++++ DATA ++++

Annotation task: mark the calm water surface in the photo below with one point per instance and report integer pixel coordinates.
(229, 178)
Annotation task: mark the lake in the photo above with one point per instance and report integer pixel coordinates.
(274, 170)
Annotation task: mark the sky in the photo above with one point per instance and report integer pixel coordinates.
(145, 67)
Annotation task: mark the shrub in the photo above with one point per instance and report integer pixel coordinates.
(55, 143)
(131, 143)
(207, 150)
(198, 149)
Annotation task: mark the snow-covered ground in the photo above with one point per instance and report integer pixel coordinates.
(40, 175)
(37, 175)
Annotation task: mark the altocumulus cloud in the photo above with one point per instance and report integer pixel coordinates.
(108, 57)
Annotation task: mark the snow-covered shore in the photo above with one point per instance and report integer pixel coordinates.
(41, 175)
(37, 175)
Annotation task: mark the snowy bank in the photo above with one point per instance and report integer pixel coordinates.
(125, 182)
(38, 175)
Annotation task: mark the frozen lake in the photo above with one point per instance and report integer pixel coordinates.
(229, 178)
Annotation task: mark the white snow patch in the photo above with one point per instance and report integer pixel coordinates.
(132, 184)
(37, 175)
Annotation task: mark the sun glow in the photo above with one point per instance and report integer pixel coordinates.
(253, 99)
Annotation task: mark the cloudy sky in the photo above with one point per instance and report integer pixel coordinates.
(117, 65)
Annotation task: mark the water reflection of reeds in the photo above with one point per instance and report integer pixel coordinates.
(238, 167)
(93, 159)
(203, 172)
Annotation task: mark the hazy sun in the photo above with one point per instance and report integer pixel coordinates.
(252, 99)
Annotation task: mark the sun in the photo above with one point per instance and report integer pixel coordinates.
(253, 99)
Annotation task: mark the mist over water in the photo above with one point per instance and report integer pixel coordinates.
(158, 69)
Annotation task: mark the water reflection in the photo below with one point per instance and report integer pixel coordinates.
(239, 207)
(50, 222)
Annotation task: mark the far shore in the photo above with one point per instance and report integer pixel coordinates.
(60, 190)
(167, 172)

++++

**WORK REQUEST**
From the line containing "Annotation task: mark the hazy" through the last line of the records, output each line exactly and nothing more.

**COMPLETED EXERCISE**
Annotation task: mark the hazy sun in the photo above with one point per instance and report integer pixel coordinates.
(252, 99)
Annotation task: mark the sun in the photo above with one point per instance and report integer pixel coordinates.
(253, 99)
Annotation task: mark the mist over water in the photo above with one point per instance and report integer pixel coordinates.
(158, 69)
Annotation task: mark the water reflection in the photo below with one point per instance and report integer pixel coordinates.
(239, 207)
(50, 222)
Annotation task: mark the far shore in the photo above with one point per instance and report integer pixel coordinates.
(60, 190)
(167, 172)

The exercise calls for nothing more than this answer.